> Data in this exercise
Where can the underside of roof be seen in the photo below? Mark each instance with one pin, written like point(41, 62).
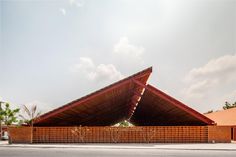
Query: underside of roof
point(129, 99)
point(104, 107)
point(159, 109)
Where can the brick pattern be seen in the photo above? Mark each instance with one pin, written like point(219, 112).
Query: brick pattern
point(219, 134)
point(149, 134)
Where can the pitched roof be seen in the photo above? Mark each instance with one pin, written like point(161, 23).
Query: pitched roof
point(106, 106)
point(158, 108)
point(224, 117)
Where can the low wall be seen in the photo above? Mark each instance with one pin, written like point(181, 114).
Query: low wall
point(137, 134)
point(19, 134)
point(156, 134)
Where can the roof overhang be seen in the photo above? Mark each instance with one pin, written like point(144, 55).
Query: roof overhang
point(129, 99)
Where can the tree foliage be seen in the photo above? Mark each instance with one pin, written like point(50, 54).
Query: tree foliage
point(228, 105)
point(31, 114)
point(8, 115)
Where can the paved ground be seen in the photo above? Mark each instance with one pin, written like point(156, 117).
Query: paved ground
point(124, 150)
point(106, 152)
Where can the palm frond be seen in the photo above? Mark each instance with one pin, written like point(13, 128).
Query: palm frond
point(26, 110)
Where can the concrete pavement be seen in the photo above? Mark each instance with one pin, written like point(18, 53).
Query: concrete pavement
point(200, 146)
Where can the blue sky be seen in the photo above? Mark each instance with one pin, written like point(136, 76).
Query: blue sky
point(53, 52)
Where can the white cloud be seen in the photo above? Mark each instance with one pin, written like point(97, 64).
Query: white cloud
point(230, 97)
point(124, 48)
point(101, 72)
point(128, 55)
point(214, 75)
point(63, 11)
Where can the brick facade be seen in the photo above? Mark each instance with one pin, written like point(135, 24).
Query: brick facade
point(138, 134)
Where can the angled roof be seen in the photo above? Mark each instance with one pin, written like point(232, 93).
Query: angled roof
point(158, 108)
point(224, 117)
point(129, 99)
point(106, 106)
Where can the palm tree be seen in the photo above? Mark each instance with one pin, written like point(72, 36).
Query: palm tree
point(32, 115)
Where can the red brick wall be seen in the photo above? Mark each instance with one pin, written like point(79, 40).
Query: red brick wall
point(19, 134)
point(152, 134)
point(149, 134)
point(219, 134)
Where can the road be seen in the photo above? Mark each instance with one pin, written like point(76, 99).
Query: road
point(99, 152)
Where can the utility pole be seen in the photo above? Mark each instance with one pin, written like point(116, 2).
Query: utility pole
point(1, 102)
point(1, 121)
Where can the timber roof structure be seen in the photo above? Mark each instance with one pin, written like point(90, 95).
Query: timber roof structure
point(129, 99)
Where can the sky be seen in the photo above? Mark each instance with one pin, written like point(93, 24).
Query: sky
point(55, 51)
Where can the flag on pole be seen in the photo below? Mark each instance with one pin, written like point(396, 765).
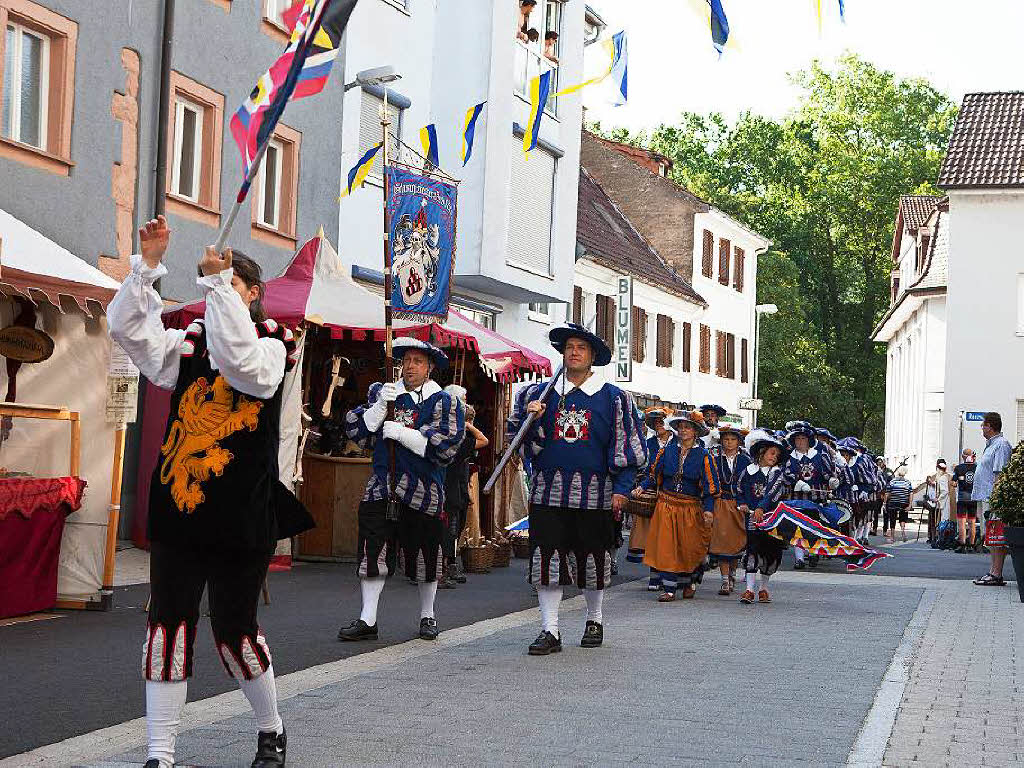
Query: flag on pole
point(612, 64)
point(428, 135)
point(469, 131)
point(540, 87)
point(360, 170)
point(301, 71)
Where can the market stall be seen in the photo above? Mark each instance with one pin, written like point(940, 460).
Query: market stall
point(340, 325)
point(51, 310)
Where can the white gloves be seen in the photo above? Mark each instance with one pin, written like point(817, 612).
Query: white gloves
point(374, 416)
point(410, 438)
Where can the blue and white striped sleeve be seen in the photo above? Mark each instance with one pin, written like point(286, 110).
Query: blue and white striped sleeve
point(355, 425)
point(628, 452)
point(444, 431)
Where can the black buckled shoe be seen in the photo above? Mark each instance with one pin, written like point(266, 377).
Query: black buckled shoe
point(428, 629)
point(270, 750)
point(357, 630)
point(546, 643)
point(593, 636)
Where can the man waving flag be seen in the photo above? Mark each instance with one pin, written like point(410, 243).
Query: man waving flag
point(301, 71)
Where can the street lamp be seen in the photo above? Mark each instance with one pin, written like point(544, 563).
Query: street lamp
point(758, 311)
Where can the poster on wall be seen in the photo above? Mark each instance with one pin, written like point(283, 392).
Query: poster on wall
point(422, 233)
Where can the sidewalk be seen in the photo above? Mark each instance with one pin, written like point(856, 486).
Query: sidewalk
point(932, 681)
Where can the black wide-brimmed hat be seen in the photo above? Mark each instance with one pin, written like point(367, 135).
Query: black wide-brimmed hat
point(558, 336)
point(402, 345)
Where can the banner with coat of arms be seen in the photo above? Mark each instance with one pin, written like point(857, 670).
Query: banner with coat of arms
point(422, 212)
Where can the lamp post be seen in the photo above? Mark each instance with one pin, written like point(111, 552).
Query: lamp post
point(758, 311)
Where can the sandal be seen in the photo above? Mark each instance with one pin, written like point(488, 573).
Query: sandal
point(990, 581)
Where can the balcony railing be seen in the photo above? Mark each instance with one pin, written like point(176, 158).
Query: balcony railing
point(529, 62)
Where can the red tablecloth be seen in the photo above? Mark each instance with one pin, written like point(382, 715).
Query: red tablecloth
point(32, 515)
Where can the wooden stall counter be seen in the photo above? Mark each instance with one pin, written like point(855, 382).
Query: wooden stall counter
point(332, 489)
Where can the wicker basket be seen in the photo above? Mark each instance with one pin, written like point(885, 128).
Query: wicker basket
point(520, 547)
point(477, 559)
point(642, 506)
point(502, 555)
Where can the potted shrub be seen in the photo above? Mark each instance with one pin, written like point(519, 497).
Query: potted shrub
point(1008, 502)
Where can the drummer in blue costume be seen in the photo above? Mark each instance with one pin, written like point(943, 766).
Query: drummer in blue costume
point(686, 480)
point(586, 446)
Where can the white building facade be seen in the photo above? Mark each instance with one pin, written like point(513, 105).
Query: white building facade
point(516, 220)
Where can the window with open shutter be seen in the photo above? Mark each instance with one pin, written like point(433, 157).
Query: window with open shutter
point(705, 366)
point(708, 259)
point(687, 330)
point(739, 259)
point(666, 340)
point(724, 248)
point(530, 200)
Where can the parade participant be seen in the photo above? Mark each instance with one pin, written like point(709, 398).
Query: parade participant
point(728, 538)
point(813, 472)
point(764, 552)
point(427, 430)
point(654, 421)
point(964, 479)
point(586, 444)
point(686, 480)
point(712, 415)
point(457, 491)
point(216, 505)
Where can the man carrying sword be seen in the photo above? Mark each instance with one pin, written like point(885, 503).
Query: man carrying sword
point(586, 444)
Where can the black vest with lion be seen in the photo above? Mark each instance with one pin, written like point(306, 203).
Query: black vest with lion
point(216, 480)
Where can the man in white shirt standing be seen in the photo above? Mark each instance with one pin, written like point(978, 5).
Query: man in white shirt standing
point(216, 507)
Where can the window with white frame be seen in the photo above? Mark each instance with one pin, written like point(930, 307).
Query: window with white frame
point(187, 148)
point(370, 125)
point(531, 197)
point(269, 185)
point(26, 85)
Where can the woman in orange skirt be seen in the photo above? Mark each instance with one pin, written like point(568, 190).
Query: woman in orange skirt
point(680, 530)
point(728, 536)
point(654, 420)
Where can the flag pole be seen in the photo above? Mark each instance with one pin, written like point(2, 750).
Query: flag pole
point(392, 507)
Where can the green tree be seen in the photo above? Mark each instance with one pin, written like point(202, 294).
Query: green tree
point(823, 184)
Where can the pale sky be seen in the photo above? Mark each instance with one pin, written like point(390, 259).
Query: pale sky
point(958, 45)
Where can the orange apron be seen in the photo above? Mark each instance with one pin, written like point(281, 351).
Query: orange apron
point(678, 540)
point(728, 536)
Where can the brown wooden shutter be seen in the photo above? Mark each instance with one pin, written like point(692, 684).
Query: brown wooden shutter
point(708, 262)
point(705, 365)
point(738, 266)
point(724, 247)
point(687, 330)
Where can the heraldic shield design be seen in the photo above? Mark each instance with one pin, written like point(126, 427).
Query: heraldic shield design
point(423, 219)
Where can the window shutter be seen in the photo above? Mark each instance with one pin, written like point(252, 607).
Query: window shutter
point(738, 267)
point(687, 329)
point(531, 197)
point(705, 349)
point(724, 247)
point(708, 262)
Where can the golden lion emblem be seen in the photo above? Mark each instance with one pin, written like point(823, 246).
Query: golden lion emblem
point(206, 416)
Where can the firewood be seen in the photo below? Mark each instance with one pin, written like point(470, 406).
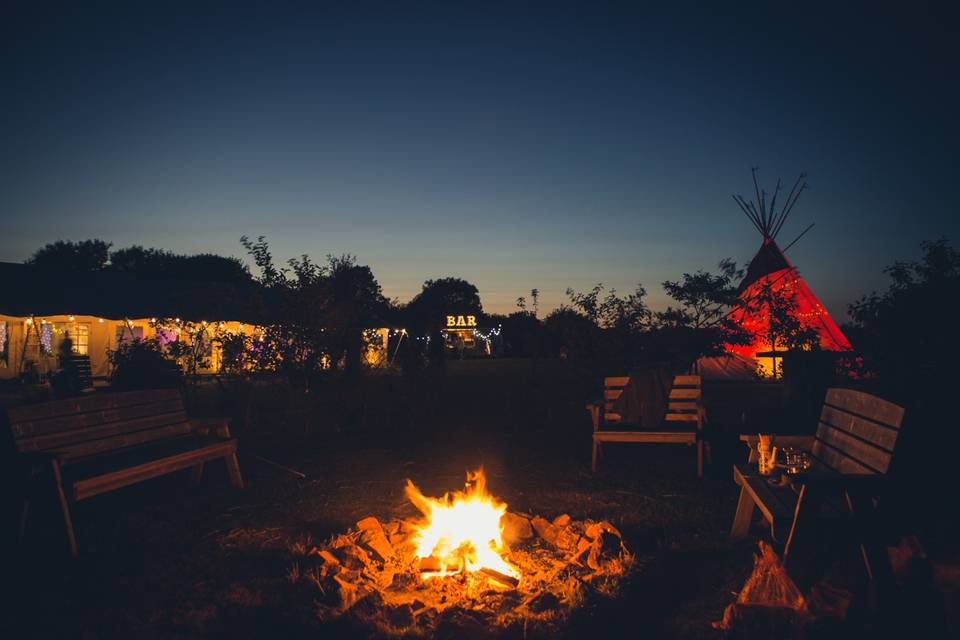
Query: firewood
point(545, 529)
point(431, 564)
point(502, 578)
point(369, 523)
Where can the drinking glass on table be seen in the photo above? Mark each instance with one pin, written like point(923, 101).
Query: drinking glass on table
point(796, 460)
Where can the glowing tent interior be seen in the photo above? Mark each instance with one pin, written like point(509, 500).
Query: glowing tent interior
point(771, 267)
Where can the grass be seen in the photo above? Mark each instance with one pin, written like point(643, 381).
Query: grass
point(166, 560)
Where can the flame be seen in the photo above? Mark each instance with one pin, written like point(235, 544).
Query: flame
point(461, 528)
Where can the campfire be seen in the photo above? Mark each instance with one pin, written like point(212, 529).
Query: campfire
point(467, 564)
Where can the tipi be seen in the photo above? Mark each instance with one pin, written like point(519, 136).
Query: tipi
point(770, 265)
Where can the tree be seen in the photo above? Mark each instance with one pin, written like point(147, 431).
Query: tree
point(906, 335)
point(785, 331)
point(160, 262)
point(699, 325)
point(88, 255)
point(354, 301)
point(438, 298)
point(618, 324)
point(704, 297)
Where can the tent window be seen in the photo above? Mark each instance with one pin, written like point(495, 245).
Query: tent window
point(4, 342)
point(126, 333)
point(79, 333)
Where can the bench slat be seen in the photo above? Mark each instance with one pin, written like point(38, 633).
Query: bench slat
point(67, 440)
point(87, 404)
point(668, 437)
point(866, 405)
point(882, 436)
point(89, 419)
point(104, 445)
point(836, 460)
point(89, 487)
point(860, 452)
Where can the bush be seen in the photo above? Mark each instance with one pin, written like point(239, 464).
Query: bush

> Your goal
Copy everything from the start of the records down to the line containing "point(53, 52)", substituting "Label" for every "Query" and leaving all else unchanged. Leave the pictures out of your copy.

> Correct result
Where can the underside of roof be seen in the photo below? Mark each instance with one pin, written like point(41, 62).
Label: underside of roof
point(129, 99)
point(104, 107)
point(159, 109)
Where can the brick pattern be seen in the photo above? Mark each instance with one pin, written like point(219, 112).
Label: brick pattern
point(219, 134)
point(149, 134)
Where can the pitched roof be seen in the photo above? Mark each instance with one pin, written like point(161, 23).
Label: pitched roof
point(106, 106)
point(158, 108)
point(224, 117)
Where can the low wall be seen in the photo above? Mark each instance with one pin, written like point(181, 114).
Label: low wall
point(137, 134)
point(19, 134)
point(156, 134)
Where can the roof overhang be seen in the photo above? Mark each instance with one pin, written like point(144, 55).
Label: roof overhang
point(129, 99)
Where can the tree foliage be seen in the photo above? Mark each instance with one pin, written like point(50, 54).
Label: tree foliage
point(228, 105)
point(31, 114)
point(8, 115)
Where can the paved ground be seen in the photo above? Mark each instance with one pin, written like point(156, 117).
Label: paved ground
point(124, 150)
point(106, 152)
Where can the palm frond be seen in the photo above? Mark each instance with one pin, written like point(13, 128).
Label: palm frond
point(26, 110)
Where can the concrete pavement be seen in the photo above? Mark each instance with one pin, written like point(18, 53).
Label: concrete pavement
point(200, 146)
Where can the blue sky be seen in the photo above? Mark each instance with one pin, written like point(136, 76).
Label: blue sky
point(53, 52)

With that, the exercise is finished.